**Directions for this task**. Copy the records exactly. Include every line.

**Listed records**.
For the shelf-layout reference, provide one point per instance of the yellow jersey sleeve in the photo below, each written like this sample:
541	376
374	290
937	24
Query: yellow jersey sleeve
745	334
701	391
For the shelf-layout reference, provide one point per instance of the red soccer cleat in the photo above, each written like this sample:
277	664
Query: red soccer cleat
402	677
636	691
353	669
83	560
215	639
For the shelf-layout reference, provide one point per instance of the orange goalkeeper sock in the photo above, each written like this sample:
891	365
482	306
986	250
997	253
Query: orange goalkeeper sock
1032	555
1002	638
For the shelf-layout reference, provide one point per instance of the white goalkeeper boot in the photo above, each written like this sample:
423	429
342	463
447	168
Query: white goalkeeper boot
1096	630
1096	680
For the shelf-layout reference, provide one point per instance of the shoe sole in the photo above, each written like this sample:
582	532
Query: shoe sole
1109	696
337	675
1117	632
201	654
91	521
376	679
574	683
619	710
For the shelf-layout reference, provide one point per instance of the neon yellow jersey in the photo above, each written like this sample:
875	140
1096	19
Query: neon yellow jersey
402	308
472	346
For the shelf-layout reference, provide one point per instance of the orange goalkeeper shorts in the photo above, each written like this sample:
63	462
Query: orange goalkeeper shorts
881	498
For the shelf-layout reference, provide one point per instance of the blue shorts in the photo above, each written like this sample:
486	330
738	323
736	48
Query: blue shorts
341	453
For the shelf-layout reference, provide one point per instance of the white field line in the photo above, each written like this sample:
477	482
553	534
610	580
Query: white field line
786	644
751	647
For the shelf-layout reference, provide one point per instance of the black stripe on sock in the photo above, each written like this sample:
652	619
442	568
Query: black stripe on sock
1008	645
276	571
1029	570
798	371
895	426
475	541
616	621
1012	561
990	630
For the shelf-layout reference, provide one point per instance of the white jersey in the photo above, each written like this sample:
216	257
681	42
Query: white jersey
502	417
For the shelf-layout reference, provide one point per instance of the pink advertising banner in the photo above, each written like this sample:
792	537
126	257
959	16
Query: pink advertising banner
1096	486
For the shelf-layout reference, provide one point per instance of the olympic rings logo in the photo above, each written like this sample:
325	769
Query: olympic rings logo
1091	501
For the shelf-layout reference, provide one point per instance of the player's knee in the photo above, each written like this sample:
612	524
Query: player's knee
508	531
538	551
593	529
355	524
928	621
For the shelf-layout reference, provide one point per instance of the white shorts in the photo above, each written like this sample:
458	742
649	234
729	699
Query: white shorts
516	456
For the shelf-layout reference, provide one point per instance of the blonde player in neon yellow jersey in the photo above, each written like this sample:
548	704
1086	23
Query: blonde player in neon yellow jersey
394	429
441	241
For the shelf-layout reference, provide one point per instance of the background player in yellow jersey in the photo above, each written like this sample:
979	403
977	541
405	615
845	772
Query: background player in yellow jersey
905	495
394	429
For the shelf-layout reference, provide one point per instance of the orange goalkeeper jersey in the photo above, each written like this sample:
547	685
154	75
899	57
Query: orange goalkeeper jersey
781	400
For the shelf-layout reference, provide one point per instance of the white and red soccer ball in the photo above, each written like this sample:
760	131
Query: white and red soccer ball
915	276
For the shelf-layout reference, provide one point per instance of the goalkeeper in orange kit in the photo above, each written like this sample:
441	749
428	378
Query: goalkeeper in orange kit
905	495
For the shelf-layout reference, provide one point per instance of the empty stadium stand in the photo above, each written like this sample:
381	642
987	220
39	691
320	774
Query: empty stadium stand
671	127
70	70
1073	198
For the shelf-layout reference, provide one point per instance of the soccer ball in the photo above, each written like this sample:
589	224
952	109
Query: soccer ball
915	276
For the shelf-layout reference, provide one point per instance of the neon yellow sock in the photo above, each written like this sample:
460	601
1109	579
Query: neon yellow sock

**Response below**.
For the shelf-layout reference, provide one point per instance of the yellow jersey sleeve in the photo below, each written like this sample:
541	376
374	290
937	24
Query: yellow jersey sleeve
745	334
701	391
For the shelf-layout reference, provide one point per instance of the red soccer cleat in the photo above, each written like this sample:
277	664
Query: red soccer cleat
402	677
636	691
353	669
83	560
215	639
For the shelf-layout reference, provide one point per instance of the orange goalkeeper sock in the photo above, each written like this sample:
891	365
482	306
986	250
997	253
Query: orange goalkeeper sock
1032	555
1002	638
For the shelf-layout reference, provide one point per instance of the white goalkeeper boot in the photo above, each written like this sample:
423	429
342	463
447	168
Query: white goalkeeper boot
1096	630
1096	680
For the shelf-layout reference, provide one point per instance of the shoe sole in the photo above, each written like this sample:
582	532
Query: shoe sole
1109	696
337	675
1117	632
201	654
91	521
376	679
574	683
619	710
For the shelf-layout reference, provide one point per instance of the neon yellow jersey in the photo above, each written like this sample:
875	140
1096	19
Query: neon yellow jersey
402	308
472	346
For the shelf-layout reference, provide one point per instance of the orange goalkeeper shorts in the photo above, each written like this sample:
63	462
Query: orange goalkeeper shorts
881	498
For the shelf-layout reference, provide one point per instance of the blue shorts in the photo above, each written like this sample:
486	330
738	323
736	48
Query: blue shorts
341	453
For the shelf-layout reference, provide one point per instance of the white field line in the photo above, each written like this sample:
477	482
553	534
610	580
Query: white field line
786	644
751	647
For the shelf-layout reference, provide one point per instance of the black stripe on sock in the photo above, each written like this sample:
652	619
442	568
Query: black stripe on sock
1008	645
276	571
1029	570
798	371
895	426
475	541
616	621
1012	561
990	630
For the shelf-layout reference, provide one point per instance of the white jersey in the photo above, each written like this sample:
216	257
681	42
Query: white jersey
502	417
For the shelf-layout reference, provide one point per instance of the pink advertising banner in the photo above, each written like this sample:
792	537
126	257
959	16
Query: pink advertising banner
1096	486
For the shelf-layout reference, provide one point per instance of the olympic rings logo in the photo above, each written like this sample:
325	769
Query: olympic rings logo
1091	501
For the shelf-layout reference, provide one point per instance of the player's knee in the photo above, each written like this sample:
612	524
Query: player's knee
508	531
538	551
593	529
355	524
928	621
For the shelf-layout reference, provide one point per instance of the white shorts in the photo above, each written like this sample:
458	742
649	234
729	699
Query: white shorts
516	456
For the shelf-layout reference, provide one point per instance of the blonde player in neon yellow jersey in the photo above, each written like this sample:
548	704
1086	23
Query: blonde player in neon yellow jersey
394	429
441	241
For the shelf-layout reference, provide one point per instance of the background player in yellow jersey in the photo above, each written like this sample:
979	403
977	541
405	615
845	772
Query: background player in yellow jersey
905	495
394	429
For the shelf-layout reference, provide one point per instance of the orange goalkeeper jersey in the photo above, each written like this sample:
547	685
154	75
899	57
Query: orange goalkeeper jersey
781	400
For the shelf-layout reference, provide one point per instance of the white and red soccer ball in the photo above, each written like this sample:
760	131
Query: white and red soccer ball
915	276
For the shelf-layout reference, provide one point per instance of the goalkeeper in orange kit in the photo above, each written like this sample:
441	749
428	378
Query: goalkeeper in orange kit
905	495
For the shelf-layout reference, provide one point per instance of the empty stadium stand in the photo above, each written like this sample:
381	642
987	220
39	691
320	774
Query: empty stadium stand
671	127
70	70
1073	198
For the shelf-layout reference, provide one point per instance of the soccer ball in the photo above, each written like this sample:
589	224
952	109
Query: soccer ball
915	276
For the shelf-layout reference, provide one point per instance of the neon yellow sock in the photo above, each written like this sample:
460	601
1109	579
Query: neon yellow sock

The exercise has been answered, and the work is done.